**Work to complete:**
Could you give back every entry below exactly, with the pictures dropped?
[Start of section]
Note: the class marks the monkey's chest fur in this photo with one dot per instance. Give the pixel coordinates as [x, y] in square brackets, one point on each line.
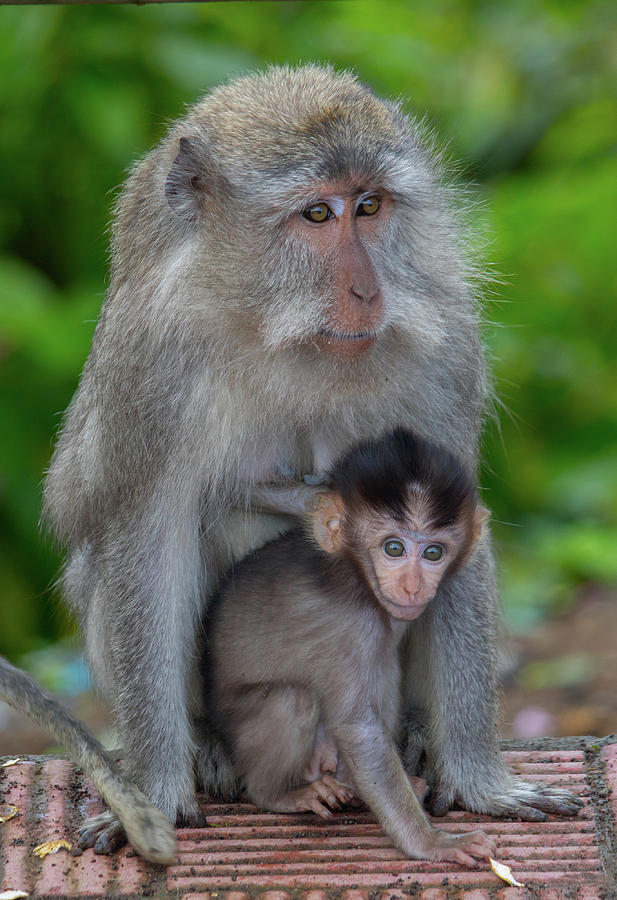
[295, 628]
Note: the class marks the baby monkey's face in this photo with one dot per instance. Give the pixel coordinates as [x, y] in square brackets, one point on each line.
[407, 566]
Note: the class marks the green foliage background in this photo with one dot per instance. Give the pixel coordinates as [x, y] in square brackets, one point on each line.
[525, 93]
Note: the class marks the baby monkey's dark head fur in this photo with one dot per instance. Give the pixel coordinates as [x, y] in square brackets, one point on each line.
[405, 513]
[382, 473]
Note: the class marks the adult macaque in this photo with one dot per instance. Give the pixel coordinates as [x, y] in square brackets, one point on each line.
[288, 277]
[146, 827]
[303, 640]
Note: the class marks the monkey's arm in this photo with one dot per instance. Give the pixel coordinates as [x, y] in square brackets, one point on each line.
[465, 765]
[378, 775]
[292, 499]
[147, 828]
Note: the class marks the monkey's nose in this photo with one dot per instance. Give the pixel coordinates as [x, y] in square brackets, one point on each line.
[365, 294]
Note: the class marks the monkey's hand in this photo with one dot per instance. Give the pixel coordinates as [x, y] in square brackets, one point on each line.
[145, 828]
[514, 798]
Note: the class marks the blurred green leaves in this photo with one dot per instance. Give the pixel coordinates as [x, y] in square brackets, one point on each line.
[525, 94]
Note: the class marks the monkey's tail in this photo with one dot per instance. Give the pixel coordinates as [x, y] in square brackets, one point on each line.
[146, 827]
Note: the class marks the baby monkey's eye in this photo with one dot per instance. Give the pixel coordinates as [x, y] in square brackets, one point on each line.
[318, 213]
[433, 552]
[392, 547]
[368, 206]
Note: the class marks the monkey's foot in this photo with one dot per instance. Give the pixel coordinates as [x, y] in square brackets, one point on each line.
[103, 832]
[462, 848]
[319, 796]
[520, 800]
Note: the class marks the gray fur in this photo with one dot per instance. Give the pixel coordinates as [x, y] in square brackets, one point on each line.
[202, 382]
[298, 644]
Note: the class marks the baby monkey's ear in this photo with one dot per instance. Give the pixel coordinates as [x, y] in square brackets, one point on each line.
[480, 518]
[326, 522]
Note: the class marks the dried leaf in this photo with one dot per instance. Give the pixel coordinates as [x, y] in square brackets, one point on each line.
[7, 811]
[49, 847]
[504, 872]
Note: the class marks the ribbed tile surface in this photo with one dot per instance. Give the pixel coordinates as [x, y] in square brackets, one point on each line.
[242, 851]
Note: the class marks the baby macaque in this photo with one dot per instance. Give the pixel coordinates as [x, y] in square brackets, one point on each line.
[304, 663]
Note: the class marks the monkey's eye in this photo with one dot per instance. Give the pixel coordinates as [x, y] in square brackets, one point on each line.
[318, 213]
[368, 206]
[392, 547]
[433, 552]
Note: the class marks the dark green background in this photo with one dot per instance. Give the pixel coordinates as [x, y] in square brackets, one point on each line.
[525, 96]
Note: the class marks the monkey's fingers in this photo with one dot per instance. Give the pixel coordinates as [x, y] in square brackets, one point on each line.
[326, 792]
[103, 832]
[477, 843]
[342, 792]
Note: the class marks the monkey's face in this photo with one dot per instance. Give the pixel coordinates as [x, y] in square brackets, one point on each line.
[317, 224]
[406, 568]
[340, 230]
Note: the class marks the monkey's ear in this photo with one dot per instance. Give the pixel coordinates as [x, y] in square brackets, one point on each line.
[327, 522]
[186, 182]
[480, 518]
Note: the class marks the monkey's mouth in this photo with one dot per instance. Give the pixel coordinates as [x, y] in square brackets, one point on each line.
[345, 343]
[332, 335]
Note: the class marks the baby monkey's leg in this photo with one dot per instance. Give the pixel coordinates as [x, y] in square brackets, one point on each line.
[274, 730]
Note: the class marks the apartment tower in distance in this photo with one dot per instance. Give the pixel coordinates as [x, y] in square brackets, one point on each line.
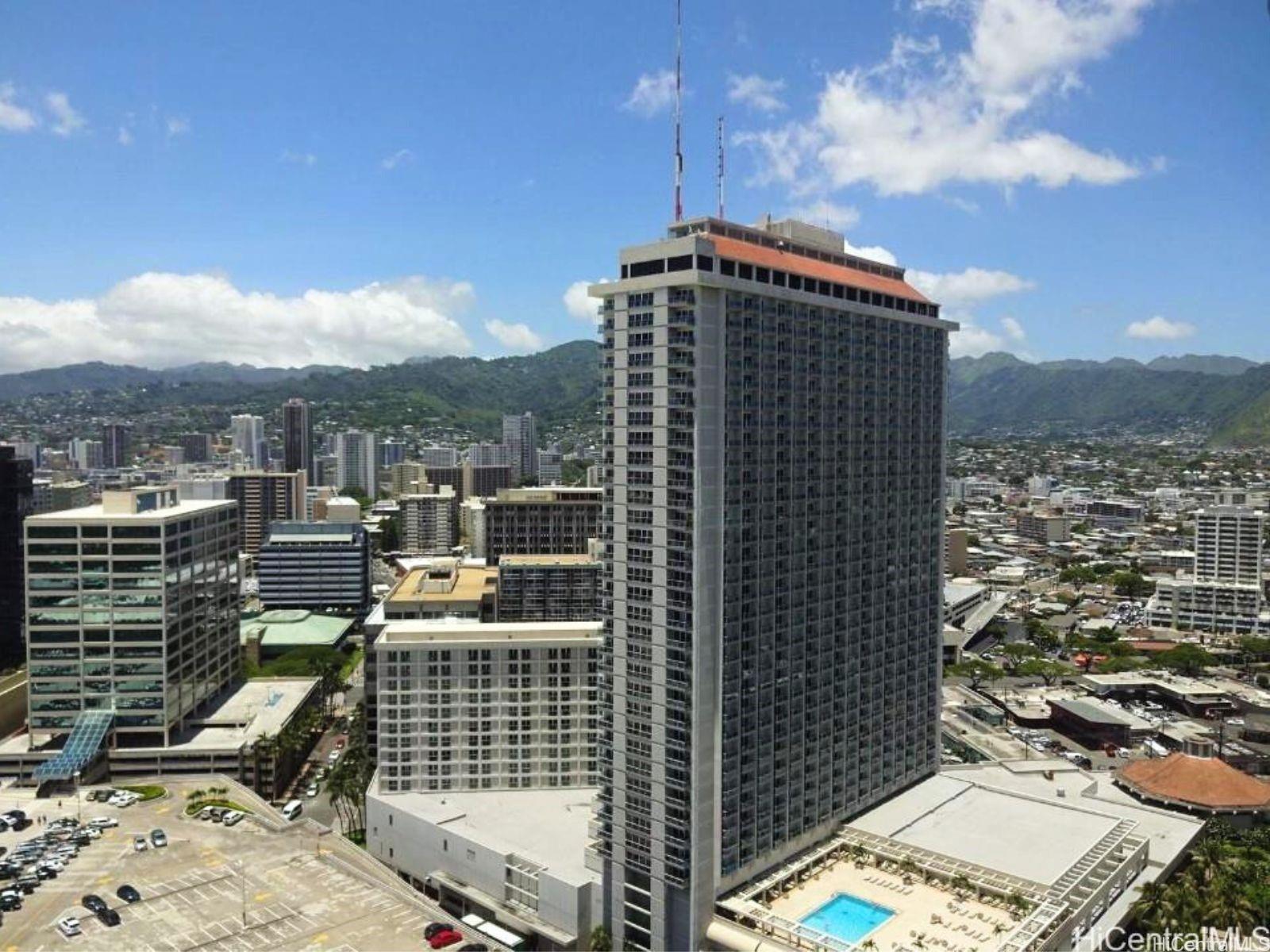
[116, 446]
[521, 438]
[17, 501]
[298, 438]
[772, 632]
[End of section]
**Written solution:**
Note: the class marks the monkey's chest fur in this photo with one dot per instance. Give the pixel coordinates as [x, y] in square brackets, one point on each line.
[295, 628]
Note: the class marks the baby monkey's face in this photo with one dot per instance. Give the pixel coordinates as [x, y] in square brackets, one point on each line.
[407, 566]
Note: the class marks the green foliage background in this photo with one dot per instance. Give the pixel coordinates as [x, y] in square brackets, one point on each line.
[525, 93]
Note: the class marks the baby monkey's dark head fur in this photo with one dot per instance. Give the pixel coordinates as [x, y] in square brackets, one point on each line.
[405, 513]
[382, 473]
Note: the class marks the adult macaque in this photo with one dot per instance. Give the pixel coordinates as [x, y] in square brackets, one point on each line.
[288, 277]
[146, 827]
[303, 640]
Note: the class marks the monkey's arm in this photo with one dot per instance. Give the pixel coordinates as [x, y] in square brackets, one point on each line.
[465, 765]
[378, 775]
[292, 499]
[147, 828]
Note: the class marks the monkey's nose in this photo with one dot per instance. Give the pixel coordinates as [x, y] in square brackets, one point on each line.
[365, 294]
Note: the class marks the monkey's hand in this photo with one dot per instance. Give the pixel coordinates as [x, y] in square brackets, one point on each line.
[145, 828]
[514, 798]
Note: the class marks the blurred green leaves in this photo with one dot per instance. Give the pixel coordinates as [x, y] in square brackets, one point on each line.
[525, 94]
Note: the class marks the monkey's tail in this photo with one dot per instance. Give the pixel coordinates as [x, y] in square brackets, one point on each line.
[146, 827]
Note: the class marks the baby monkey's eye in this photo with one dot per instance. Give the pixel coordinates as [x, y] in square brackets, one point on each line.
[318, 213]
[433, 552]
[392, 547]
[368, 206]
Note: the class marks the monkey's foot in this photo with one dot per instance. Give the pixel coordinates as [x, y] in square brackets, one point on each line.
[103, 832]
[462, 848]
[319, 796]
[520, 800]
Note: the class marks the gray fur in this photo with one dot per instance. Give the pixel coordinates as [x, y] in square brackets, one point on each line.
[202, 382]
[298, 644]
Note: the class marks the baby monkey's ear in this photo with one dot per instance. Give the pixel coordinates as [x, y] in square brackets, one point on each line.
[480, 518]
[326, 522]
Note: the class marks the dried leaf in this photo with one dot per instance. Give the pixel coordinates as [x, y] in square brackets, one point on each line.
[7, 811]
[49, 847]
[504, 872]
Note: the class marks the ribbed tile surface in this photo with one dot per instance. Give the pixel coordinates as [x, y] in square brackets, one point on each line.
[242, 851]
Note: the class marks the baby macaque in this photo with one dot per instance. Give the pixel coordinates as [x, y] in square brackets, one point on each line.
[304, 663]
Note: the class marks the monkey's eye in this photo with one dot per instance. Give the pixel coordinates as [x, y] in square brackets, one point on each line.
[318, 213]
[368, 206]
[392, 547]
[433, 552]
Note: the class marks the dark green background in this photo with one dot per instance. Give the pixel coordinates as [x, y] in square brackets, one point on each line.
[525, 96]
Note: the class marks the monkey's fingers in this photo with one dot per instance. Give the pixel coordinates as [x, y] in square brackets, one point on each line.
[326, 792]
[103, 832]
[477, 843]
[342, 792]
Note: the class marks the monkey's face in this photo with one dot per instance. Give the pixel coordinates as [x, y] in square brackets, one point on each line.
[317, 224]
[406, 568]
[340, 230]
Note: the class marks the monkey's ear in this photo with one dot per instance. Give the pixel coordinates as [x, y] in square brackets, one point on each line.
[327, 522]
[186, 182]
[480, 518]
Note: the class marks the monkey's mouth in this photo with one dot per instance. Give the pixel coordinates as [x, y] in square brackets, one point on each line.
[345, 343]
[332, 335]
Note: the class marks the baby monkey's leg in this photo with one dot per instance. Give the pixel coordinates as [x, y] in square brackets, one point on each line.
[274, 730]
Note: the class marks the apartment tower in distance in this photo with one dot per instance. Give the pixel coordinates as [x, y] in square brackets, one point on each line.
[116, 446]
[521, 438]
[17, 501]
[298, 438]
[772, 632]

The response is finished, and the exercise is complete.